▸ Selected passage
The following script:
BEGIN;
CREATE ACCESS METHOD heap2 TYPE TABLE HANDLER heap_tableam_handler;
CREATE MATERIALIZED VIEW heapmv USING heap AS SELECT 1::int;
ALTER MATERIALIZED VIEW heapmv SET ACCESS METHOD heap2;
DROP ACCESS METHOD heap2;
SELECT * FROM heapmv;
COMMIT;
SELECT * FROM heapmv;
DROP MATERIALIZED VIEW heapmv;

drops the access method heap2, but leaves the materialized view heapmv,
which then can not be accessed nor dropped:
ERROR:  cache lookup failed for access method 16390

You cannot dump the database, too:
pg_dump: error: query failed: ERROR:  cache lookup failed for access method
16390
pg_dump: detail: Query was: SELECT
pg_catalog.pg_get_viewdef('16391'::pg_catalog.oid) AS viewdef

But if the access method was set during a matview creation, it's deletion
is
prevented as expected:
CREATE ACCESS METHOD heap2 TYPE TABLE HANDLER heap_tableam_handler;
CREATE MATERIALIZED VIEW heapmv USING heap2 AS SELECT 1::int;
DROP ACCESS METHOD heap2;
ERROR:  cannot drop access method heap2 because other objects depend on it
DETAIL:  materialized view heapmv depends on access method heap2
HINT:  Use DROP ... CASCADE to drop the dependent objects too.

(Items stored from a collection)
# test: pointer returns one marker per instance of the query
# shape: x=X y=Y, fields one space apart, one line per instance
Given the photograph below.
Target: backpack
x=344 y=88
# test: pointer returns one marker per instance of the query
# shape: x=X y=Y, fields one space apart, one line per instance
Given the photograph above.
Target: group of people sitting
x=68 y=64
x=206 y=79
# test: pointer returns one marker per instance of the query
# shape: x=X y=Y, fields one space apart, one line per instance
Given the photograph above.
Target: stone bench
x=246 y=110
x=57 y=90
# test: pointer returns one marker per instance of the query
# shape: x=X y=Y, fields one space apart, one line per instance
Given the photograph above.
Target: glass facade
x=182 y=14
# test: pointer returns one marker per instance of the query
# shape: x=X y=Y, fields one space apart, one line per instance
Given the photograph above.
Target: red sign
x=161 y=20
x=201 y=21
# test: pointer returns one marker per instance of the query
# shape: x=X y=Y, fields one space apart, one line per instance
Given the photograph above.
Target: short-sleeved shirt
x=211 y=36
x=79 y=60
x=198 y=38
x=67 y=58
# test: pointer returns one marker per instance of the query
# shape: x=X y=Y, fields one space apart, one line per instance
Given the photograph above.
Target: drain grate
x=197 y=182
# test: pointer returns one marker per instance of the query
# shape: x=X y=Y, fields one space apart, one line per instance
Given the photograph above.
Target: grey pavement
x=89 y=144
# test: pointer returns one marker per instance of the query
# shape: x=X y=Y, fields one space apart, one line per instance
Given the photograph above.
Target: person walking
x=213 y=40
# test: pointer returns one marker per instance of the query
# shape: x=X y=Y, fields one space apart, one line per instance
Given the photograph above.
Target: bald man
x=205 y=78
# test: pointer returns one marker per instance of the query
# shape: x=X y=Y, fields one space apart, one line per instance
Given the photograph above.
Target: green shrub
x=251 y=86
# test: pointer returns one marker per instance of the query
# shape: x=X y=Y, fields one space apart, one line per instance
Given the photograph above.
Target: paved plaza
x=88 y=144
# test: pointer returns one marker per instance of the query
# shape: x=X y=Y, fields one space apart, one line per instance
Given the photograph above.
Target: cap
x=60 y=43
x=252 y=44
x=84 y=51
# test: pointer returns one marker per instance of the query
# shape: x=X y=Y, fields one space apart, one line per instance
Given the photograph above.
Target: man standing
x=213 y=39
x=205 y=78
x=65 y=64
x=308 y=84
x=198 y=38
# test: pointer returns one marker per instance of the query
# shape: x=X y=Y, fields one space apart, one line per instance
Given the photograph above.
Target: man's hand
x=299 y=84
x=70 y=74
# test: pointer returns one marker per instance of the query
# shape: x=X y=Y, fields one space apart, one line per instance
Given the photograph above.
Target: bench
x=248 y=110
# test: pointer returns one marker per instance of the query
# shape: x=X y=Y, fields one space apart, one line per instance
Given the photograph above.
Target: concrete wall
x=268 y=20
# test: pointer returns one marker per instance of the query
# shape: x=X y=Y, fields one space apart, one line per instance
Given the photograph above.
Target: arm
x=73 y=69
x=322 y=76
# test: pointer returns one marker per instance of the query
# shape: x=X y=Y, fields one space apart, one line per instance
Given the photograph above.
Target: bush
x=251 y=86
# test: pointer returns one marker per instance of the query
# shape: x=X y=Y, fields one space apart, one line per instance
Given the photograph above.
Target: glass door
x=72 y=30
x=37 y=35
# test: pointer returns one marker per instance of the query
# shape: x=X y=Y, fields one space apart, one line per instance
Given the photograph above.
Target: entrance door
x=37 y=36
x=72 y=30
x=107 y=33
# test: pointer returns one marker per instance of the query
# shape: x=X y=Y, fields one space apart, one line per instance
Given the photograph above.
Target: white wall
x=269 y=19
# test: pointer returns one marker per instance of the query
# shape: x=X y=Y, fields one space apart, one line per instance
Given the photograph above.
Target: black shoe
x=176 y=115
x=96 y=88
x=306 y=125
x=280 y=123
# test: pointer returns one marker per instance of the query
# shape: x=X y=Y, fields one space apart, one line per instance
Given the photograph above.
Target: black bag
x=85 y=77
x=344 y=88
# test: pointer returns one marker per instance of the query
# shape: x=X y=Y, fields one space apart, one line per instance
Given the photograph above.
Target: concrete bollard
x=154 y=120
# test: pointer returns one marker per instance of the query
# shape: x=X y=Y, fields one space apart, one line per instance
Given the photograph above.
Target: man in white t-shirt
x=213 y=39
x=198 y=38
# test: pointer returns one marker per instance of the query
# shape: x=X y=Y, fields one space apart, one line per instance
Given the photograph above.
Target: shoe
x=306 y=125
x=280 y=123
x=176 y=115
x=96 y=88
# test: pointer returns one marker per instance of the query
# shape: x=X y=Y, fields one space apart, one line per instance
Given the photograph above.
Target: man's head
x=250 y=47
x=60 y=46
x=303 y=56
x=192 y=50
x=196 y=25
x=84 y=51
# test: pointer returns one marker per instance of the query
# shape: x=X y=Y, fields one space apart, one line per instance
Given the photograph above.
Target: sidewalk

--

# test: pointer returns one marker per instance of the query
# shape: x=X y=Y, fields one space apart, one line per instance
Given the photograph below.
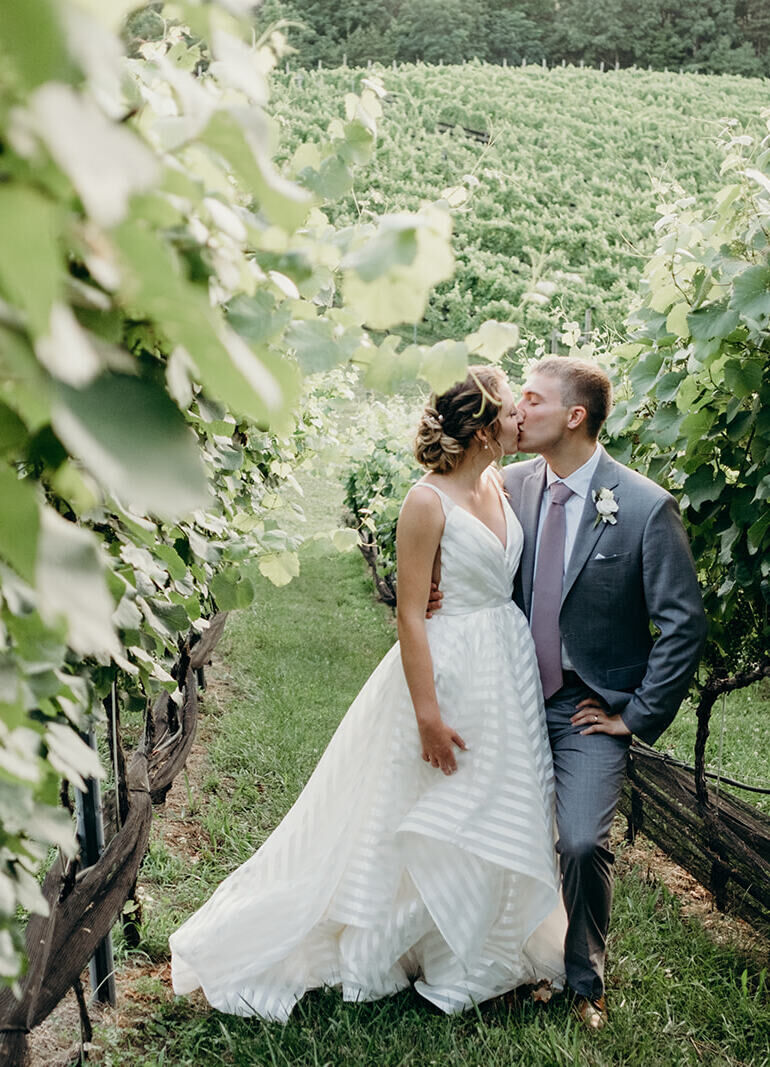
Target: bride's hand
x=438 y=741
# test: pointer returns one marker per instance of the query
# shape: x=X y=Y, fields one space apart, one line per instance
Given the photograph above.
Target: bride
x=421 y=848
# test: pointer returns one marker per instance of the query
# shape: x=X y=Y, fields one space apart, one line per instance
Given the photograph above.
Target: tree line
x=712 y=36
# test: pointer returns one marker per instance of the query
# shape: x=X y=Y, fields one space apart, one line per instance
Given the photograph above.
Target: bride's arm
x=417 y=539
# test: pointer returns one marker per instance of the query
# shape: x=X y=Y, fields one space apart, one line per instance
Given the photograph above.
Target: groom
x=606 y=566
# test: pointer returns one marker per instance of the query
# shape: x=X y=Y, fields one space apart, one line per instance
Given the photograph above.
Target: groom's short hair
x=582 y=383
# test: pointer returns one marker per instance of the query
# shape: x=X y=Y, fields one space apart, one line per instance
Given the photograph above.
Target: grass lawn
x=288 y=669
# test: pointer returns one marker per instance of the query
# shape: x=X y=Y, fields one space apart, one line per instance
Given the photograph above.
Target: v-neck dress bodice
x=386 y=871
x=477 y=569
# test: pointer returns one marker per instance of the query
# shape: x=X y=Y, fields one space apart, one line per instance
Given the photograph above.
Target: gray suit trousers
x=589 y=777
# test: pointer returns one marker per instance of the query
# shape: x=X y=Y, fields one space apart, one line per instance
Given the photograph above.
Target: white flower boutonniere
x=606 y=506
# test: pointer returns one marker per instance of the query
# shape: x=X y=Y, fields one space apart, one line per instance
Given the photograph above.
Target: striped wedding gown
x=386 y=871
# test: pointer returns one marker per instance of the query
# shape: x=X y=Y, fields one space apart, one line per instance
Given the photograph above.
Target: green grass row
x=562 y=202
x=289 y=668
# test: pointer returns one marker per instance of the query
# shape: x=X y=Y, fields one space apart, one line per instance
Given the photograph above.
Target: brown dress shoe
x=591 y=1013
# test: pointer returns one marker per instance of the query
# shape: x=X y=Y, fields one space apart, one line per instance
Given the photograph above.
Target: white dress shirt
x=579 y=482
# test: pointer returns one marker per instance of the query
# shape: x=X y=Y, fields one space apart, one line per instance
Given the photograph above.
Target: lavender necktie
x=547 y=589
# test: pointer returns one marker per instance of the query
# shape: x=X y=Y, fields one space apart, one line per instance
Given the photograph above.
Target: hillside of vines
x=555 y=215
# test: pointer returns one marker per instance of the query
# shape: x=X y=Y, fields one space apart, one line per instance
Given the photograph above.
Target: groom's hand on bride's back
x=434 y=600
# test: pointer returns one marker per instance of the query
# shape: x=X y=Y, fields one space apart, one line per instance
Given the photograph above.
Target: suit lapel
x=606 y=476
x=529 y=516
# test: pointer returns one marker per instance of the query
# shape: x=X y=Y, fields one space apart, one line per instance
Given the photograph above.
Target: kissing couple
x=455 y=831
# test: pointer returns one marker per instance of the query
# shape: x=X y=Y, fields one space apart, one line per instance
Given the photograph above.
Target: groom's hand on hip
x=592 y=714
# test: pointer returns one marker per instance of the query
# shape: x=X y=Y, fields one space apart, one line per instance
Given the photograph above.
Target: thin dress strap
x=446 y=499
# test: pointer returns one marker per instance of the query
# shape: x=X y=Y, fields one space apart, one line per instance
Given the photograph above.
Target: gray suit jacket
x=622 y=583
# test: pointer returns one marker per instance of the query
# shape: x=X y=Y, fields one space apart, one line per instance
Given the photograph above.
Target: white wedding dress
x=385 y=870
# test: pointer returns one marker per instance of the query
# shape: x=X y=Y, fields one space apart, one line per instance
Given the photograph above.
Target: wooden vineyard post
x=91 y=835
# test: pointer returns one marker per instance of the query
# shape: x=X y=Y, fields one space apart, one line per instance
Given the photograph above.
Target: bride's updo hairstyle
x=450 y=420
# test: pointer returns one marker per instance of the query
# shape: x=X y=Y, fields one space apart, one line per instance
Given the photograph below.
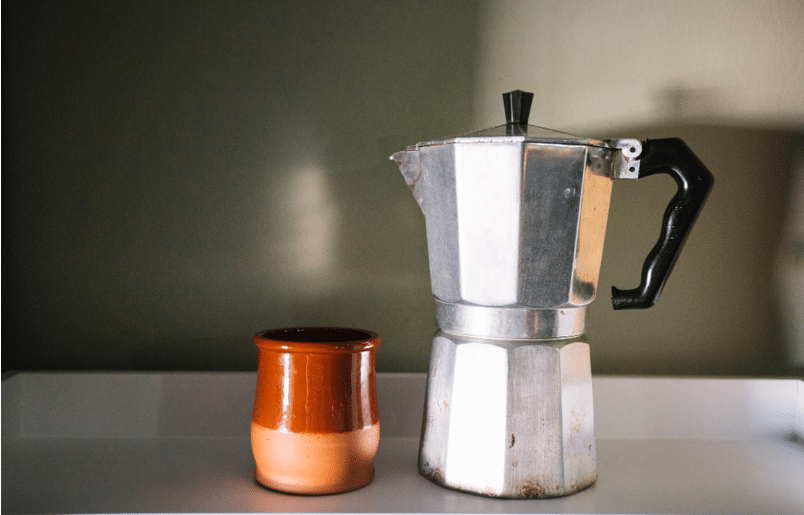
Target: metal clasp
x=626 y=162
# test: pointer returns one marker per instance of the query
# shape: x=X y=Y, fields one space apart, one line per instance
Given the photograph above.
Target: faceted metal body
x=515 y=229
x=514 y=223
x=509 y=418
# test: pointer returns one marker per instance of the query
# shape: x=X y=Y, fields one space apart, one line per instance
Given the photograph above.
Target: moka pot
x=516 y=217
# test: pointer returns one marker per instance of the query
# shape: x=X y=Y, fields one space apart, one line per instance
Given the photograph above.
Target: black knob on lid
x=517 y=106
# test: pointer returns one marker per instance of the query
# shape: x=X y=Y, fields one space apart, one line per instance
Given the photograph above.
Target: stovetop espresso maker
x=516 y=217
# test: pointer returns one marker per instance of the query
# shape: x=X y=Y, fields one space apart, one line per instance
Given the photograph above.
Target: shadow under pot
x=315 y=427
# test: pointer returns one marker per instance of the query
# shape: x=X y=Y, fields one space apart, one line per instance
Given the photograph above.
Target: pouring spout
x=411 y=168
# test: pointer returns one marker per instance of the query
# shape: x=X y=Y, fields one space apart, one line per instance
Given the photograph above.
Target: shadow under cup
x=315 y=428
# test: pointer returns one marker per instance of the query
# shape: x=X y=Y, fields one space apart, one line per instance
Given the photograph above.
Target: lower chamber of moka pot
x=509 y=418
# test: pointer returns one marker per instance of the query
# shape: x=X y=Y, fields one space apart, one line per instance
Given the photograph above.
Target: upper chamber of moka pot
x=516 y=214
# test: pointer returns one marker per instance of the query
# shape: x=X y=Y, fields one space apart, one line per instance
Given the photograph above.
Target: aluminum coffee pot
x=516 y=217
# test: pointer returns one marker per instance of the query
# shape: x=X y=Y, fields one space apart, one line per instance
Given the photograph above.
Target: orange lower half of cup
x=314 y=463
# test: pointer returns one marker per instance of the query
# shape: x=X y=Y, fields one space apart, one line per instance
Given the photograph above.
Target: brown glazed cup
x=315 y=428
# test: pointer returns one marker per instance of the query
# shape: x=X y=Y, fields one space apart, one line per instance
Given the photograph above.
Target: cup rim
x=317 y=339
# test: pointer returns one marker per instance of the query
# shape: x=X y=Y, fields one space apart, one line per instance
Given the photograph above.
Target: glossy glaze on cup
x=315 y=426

▸ Problem to solve
In the report on dropping a materialized view's access method, what error is raised when heapmv is queried or dropped after heap2 has been removed? The material comes from a separate source.

▸ Correct response
ERROR: cache lookup failed for access method 16390